[Point annotation records]

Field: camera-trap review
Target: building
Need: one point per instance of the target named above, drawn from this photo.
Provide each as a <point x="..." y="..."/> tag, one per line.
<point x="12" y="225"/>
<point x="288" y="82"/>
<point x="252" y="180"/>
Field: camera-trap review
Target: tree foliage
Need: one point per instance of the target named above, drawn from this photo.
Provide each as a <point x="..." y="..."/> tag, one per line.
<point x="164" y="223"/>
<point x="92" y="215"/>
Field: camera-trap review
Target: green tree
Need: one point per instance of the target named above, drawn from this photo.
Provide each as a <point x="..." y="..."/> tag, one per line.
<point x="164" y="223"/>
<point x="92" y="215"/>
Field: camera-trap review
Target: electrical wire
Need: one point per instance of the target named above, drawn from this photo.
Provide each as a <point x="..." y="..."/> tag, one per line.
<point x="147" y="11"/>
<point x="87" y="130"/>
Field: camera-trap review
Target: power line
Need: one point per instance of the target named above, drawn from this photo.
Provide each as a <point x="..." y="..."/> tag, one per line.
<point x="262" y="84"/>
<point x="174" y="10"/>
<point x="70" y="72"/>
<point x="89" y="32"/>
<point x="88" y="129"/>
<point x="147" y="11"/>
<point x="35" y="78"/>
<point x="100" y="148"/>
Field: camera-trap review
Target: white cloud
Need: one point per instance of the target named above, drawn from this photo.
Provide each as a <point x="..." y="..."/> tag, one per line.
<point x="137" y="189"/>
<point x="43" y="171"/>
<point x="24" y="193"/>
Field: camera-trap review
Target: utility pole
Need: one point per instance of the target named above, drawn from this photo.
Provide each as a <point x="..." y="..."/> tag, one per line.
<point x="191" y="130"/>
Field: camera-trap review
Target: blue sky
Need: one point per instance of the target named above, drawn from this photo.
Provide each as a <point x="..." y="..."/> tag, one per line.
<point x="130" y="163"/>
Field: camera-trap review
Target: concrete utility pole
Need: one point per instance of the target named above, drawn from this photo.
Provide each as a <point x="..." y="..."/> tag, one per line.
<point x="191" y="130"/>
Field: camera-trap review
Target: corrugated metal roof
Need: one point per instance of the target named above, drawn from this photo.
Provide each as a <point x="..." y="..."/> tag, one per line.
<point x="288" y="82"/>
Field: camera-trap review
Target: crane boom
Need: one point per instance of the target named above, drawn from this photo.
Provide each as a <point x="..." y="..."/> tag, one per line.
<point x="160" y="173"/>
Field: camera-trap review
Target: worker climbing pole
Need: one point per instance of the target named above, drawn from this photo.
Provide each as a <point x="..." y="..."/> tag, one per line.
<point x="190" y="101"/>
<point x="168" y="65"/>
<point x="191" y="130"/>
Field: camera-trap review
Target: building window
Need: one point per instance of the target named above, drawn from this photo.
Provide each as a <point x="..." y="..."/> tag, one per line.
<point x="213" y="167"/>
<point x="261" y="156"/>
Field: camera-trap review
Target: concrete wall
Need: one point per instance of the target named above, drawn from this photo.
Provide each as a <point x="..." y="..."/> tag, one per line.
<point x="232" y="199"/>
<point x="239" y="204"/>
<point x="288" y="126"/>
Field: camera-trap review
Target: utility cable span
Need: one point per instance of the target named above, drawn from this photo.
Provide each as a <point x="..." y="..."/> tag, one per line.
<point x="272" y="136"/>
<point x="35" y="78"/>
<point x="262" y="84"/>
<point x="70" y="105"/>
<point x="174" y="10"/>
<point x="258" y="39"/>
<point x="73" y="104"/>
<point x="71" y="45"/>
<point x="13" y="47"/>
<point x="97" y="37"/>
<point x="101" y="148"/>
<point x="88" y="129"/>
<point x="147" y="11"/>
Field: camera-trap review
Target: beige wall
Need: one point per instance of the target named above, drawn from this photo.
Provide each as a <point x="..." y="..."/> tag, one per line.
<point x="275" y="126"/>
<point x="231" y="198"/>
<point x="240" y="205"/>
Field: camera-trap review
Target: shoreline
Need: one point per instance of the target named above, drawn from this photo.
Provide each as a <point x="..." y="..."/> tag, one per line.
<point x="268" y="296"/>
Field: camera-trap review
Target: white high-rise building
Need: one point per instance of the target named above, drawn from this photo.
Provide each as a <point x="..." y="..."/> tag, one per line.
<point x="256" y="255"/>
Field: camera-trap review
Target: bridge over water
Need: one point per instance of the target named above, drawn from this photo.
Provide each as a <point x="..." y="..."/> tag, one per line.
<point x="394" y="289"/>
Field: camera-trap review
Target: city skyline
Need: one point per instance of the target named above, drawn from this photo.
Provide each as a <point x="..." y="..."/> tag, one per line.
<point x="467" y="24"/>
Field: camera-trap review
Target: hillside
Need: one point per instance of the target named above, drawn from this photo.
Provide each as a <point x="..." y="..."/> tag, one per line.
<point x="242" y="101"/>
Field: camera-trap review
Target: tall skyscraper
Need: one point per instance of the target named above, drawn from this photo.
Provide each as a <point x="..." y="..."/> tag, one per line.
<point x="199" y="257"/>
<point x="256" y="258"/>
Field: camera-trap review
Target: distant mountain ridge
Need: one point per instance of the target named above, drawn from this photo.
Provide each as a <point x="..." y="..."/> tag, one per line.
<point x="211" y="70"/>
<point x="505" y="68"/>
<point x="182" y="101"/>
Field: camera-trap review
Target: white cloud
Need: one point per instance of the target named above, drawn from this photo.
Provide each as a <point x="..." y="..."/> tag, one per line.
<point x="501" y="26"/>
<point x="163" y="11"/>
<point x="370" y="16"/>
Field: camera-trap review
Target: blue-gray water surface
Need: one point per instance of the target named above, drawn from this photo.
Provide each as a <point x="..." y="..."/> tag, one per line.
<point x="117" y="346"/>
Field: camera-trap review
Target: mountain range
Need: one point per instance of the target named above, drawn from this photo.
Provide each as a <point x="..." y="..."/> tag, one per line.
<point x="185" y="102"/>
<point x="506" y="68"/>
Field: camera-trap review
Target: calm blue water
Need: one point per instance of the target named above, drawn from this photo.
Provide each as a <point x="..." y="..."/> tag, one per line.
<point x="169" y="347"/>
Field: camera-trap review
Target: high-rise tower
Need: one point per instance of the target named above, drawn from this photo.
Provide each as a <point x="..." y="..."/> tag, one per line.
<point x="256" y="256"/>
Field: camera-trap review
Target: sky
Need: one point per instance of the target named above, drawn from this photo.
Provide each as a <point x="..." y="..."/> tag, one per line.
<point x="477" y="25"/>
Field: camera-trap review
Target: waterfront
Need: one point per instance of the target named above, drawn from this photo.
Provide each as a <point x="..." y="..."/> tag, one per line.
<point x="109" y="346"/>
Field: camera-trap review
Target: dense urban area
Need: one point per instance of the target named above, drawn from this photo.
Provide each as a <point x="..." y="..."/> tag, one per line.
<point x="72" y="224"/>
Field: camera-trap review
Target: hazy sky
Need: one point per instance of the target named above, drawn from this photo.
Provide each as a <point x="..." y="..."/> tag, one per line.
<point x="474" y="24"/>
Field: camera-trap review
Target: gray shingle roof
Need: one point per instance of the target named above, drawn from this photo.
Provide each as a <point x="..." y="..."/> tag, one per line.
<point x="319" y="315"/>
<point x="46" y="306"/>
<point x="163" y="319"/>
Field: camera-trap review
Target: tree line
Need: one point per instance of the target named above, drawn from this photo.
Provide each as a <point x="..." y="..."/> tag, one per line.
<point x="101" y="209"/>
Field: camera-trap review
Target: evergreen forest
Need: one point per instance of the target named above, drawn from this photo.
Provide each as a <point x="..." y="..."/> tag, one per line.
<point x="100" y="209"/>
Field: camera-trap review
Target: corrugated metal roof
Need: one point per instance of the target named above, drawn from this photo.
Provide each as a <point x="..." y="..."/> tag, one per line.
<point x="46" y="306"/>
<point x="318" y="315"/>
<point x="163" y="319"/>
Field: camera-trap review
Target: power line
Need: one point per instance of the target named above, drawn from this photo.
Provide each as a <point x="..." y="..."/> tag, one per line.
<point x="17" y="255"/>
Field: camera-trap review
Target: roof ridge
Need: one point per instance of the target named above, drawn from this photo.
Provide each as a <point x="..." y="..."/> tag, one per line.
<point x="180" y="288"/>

# WRITTEN PROBLEM
Count the lines in the records above that contain the word "pole". Reply with the number alone.

# OUTPUT OF THE TASK
3